→ What the task asks: Set the data down again, word for word, as it appears below.

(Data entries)
┄┄┄┄┄┄

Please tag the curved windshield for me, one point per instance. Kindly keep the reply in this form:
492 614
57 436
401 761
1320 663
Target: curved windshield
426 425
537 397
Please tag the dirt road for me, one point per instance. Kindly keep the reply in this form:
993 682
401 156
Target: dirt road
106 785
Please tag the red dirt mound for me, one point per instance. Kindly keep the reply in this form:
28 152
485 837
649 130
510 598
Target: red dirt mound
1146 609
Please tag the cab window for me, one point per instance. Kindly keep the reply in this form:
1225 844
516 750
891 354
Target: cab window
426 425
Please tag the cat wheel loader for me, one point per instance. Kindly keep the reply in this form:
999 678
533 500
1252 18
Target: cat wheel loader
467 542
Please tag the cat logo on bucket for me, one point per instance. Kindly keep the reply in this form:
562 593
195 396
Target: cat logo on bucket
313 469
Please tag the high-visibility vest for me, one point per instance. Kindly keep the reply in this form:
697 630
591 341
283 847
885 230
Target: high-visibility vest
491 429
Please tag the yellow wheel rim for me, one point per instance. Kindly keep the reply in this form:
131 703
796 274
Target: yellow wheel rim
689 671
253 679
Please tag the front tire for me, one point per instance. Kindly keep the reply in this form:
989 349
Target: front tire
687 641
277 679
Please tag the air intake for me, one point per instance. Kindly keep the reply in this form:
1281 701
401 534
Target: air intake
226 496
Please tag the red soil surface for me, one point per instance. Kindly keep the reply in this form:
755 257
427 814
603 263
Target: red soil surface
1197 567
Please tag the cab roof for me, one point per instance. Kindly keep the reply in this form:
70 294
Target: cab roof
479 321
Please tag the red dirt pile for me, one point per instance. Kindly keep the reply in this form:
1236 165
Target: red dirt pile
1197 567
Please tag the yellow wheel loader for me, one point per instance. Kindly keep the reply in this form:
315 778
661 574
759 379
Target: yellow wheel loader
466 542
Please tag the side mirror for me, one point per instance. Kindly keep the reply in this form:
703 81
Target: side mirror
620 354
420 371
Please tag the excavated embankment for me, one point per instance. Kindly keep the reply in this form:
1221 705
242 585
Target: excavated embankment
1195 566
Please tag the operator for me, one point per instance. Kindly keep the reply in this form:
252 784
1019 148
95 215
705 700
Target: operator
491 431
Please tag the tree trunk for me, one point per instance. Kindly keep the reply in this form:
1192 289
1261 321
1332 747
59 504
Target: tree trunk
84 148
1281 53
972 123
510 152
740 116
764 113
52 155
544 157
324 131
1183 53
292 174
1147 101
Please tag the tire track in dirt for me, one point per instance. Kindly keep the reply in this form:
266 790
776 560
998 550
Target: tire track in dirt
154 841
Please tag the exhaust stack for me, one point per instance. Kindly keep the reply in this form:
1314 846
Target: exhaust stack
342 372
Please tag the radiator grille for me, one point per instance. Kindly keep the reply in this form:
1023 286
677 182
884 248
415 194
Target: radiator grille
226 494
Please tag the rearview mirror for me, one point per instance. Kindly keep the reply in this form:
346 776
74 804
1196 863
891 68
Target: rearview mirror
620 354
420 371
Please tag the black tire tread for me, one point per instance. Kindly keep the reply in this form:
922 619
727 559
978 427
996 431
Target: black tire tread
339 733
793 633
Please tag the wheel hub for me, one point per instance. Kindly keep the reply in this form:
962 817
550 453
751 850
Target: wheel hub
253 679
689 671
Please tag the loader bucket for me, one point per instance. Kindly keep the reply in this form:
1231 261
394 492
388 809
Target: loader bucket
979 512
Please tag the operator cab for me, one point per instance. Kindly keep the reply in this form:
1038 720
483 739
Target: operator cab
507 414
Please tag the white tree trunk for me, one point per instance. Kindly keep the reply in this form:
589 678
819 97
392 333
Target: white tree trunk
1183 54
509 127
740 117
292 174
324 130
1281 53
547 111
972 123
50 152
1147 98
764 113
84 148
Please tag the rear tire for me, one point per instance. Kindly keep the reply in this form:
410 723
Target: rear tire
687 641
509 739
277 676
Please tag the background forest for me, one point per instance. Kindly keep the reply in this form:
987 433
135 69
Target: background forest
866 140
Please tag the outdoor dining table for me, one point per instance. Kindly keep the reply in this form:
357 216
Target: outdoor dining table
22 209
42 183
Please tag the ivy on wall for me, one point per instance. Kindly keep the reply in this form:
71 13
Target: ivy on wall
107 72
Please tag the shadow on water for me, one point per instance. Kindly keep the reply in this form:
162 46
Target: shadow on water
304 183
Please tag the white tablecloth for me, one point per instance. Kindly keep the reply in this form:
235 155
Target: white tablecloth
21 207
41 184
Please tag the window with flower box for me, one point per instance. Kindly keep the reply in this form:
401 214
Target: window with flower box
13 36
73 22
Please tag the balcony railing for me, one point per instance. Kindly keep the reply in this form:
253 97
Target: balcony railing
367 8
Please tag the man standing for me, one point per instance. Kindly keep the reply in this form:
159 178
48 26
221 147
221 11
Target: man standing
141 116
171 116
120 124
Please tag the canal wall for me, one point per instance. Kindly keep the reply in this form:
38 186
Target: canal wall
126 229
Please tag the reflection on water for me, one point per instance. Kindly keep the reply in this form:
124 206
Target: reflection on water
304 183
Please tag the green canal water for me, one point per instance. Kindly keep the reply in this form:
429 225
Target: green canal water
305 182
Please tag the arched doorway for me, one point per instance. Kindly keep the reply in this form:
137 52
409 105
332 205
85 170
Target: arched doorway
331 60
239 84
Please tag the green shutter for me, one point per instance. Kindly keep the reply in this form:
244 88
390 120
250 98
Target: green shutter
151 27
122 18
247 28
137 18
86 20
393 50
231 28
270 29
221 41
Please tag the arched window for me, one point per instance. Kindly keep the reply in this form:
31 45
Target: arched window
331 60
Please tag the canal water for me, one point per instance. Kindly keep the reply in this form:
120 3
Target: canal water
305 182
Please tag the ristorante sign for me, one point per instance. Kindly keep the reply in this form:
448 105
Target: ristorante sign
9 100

┄┄┄┄┄┄

→ Your response:
Please tag the curved windshield for me, one point per instance. Kindly keep the reply in this form:
492 614
57 436
401 761
1320 663
Target: curved windshield
426 425
537 397
Please tag the dirt road for me, one point per instance. Kindly keep the reply in this form:
993 682
401 156
Target: dirt road
106 785
Please tag the red dirt mound for me, one point per instance. Kindly keep the reply in this form:
28 152
485 837
649 130
510 598
Target: red dirt mound
1146 609
Please tag the cab window for me, one point per instance. Kindly keep the reply in this form:
1225 844
516 750
891 354
Target: cab window
426 425
Please tag the cat wheel loader for me, one point per instance. Kindly keep the reply in this form:
999 678
533 500
1252 18
Target: cat wheel loader
467 542
Please tag the cat logo on bucket for me, one point per instance. Kindly keep the reply in this form:
562 593
195 396
Target: cat logo on bucket
313 469
Please tag the high-visibility vest for me, one point per instance. Kindly keep the reply in this form:
697 630
591 341
283 847
885 230
Target: high-visibility vest
491 429
Please tag the yellow wheel rim for me, one point per instance. Kindly keep the reply in this form:
131 703
796 274
Target: yellow wheel rim
689 671
253 679
Please tag the front tire for me, one point per instance. Kindly keep the reply in this form:
989 349
Target: front tire
687 641
277 679
Please tag the air intake for me, one point per instance. Kindly keep the reply in this form:
1281 701
401 534
Target: air intake
226 496
Please tag the red soil surface for me, one point per instance. Kindly keep the reply in this form:
755 257
427 814
603 263
Target: red soil surface
1197 567
Please tag the cab roof for me, one point per instance. Kindly keep the reply in this form:
70 294
Target: cab roof
479 321
Please tag the red dirt pile for me, one point per instance. Kindly keep the reply in this form:
1236 165
Target: red dirt pile
1197 567
Please tag the yellow wheel loader for me, one point per instance. Kindly keep the reply in this form:
315 778
661 574
759 379
Target: yellow wheel loader
466 542
Please tag the side mirror for me, one point per instance. Kindly keep the reply in this form:
703 81
Target: side mirror
620 354
420 371
Please tag the excavated embankment for me, one point per instance. Kindly keep the reply in this form:
1221 705
242 585
Target: excavated embankment
1195 566
Please tag the operator for me, one point per instance. Kindly keep the reply in this form:
252 784
1019 148
95 215
705 700
Target: operator
491 431
Please tag the tree trunk for me, one point per instance. Kindly keep the reply in this form:
1192 289
1261 321
1332 747
59 504
Target: tree trunk
84 148
1281 53
972 123
510 152
740 116
764 113
52 155
544 157
324 131
1183 53
292 174
1147 101
Please tag the tire track in dirt for me, one point per instance. Kindly keep the reply in this form:
266 790
776 560
998 550
Target: tire track in dirt
154 841
Please tag the exhaust stack for me, one point per instance. Kindly keep the reply in this form:
1314 846
Target: exhaust stack
342 372
Please tag the radiator grille for me, one point per instance. Kindly keep the reply in this form:
1023 286
677 182
884 248
415 194
Target: radiator grille
226 494
Please tag the rearview mirror for me, one point per instance. Kindly keep the reply in this form:
346 776
74 804
1196 863
891 68
Target: rearview mirror
620 354
420 371
Please tag the black tire tread for me, one point per instance. Kindly keep the reply in this form:
922 619
727 559
978 427
996 431
Target: black tire tread
339 733
793 633
Please tag the wheel hub for me, one point per instance. Kindly keep the reply in this form:
962 817
550 453
751 850
Target: wheel hub
253 679
689 671
Please tag the loader bucket for me, one point per instance. Kindly keep the reply in this form:
1231 261
394 492
388 809
Target: loader bucket
979 512
Please tag the operator cab for me, one point per instance. Kindly keep the reply in this form:
1038 720
483 739
Target: operator cab
507 414
Please tag the white tree trunk for me, one point per instance. Kindly keep the reply in this form:
589 678
819 97
392 333
Target: white tree trunk
1183 54
509 127
740 117
292 174
324 130
1281 53
547 111
972 123
50 152
1147 98
764 113
84 148
Please tag the rear tire for me, one point per instance. Kindly keep the reply in this form:
410 723
Target: rear tire
687 641
509 739
277 676
Please tag the background forest for me, one point per instance. Kindly keep the reply in this form:
987 433
135 69
Target: background forest
866 140
Please tag the outdoor dining table for me, one point per instance. Kindly keep the reply in this form:
357 216
Target: outdoor dining table
22 209
42 183
Please tag the ivy on wall for me, one point per instance. Kindly keep the reply in this form:
71 13
Target: ivy on wall
107 72
Please tag the shadow on water for me, one point per instance. Kindly keep the reply in this form:
162 46
Target: shadow on water
304 183
Please tag the white tablecloth for me, one point per instance. Kindly keep the reply in this form:
235 155
Target: white tablecloth
21 207
41 184
Please tag the window with flower box for me, one point per instance. Kindly keep the reply in this form:
401 214
Target: window with flower box
13 36
73 22
Please tag the balcony railing for me, one point per instance. Kindly keep the reply in this form:
253 97
Target: balcony railing
367 8
Please tag the man standing for me, one point per instance. Kindly keep the reply in this form:
159 178
48 26
221 147
221 11
Target: man standing
141 116
171 116
120 124
Please tag the canal wall for me, one point per instance. Kindly keep the reply in this form:
38 186
Target: canal wall
126 229
Please tag the reflection on water for me, one point per instance. Kindly keep the reply in this form:
124 206
Target: reflection on water
304 183
Please tag the green canal water for me, one point per instance. Kindly keep the reply in this form:
429 225
Target: green canal water
305 182
Please tag the arched doorway for me, one point per instance. Kindly keep the reply in this form:
137 52
409 105
332 205
85 170
Target: arched doorway
331 60
239 84
Please tag the green shutter for me, one point per instance. Kindly keep the reply in this form:
244 88
390 120
250 98
Target: green shutter
151 27
122 18
247 28
137 18
86 20
393 50
231 28
270 29
221 41
Please tag the arched window for me, one point per instance. Kindly keep the reply in this form:
31 45
Target: arched window
331 60
Please tag the canal water for me, one point per instance. Kindly keep the reply in this form:
120 3
Target: canal water
305 182
Please tag the ristorante sign for me, one point per instance. Kindly keep the reply in this form:
448 105
Target: ristorante sign
9 100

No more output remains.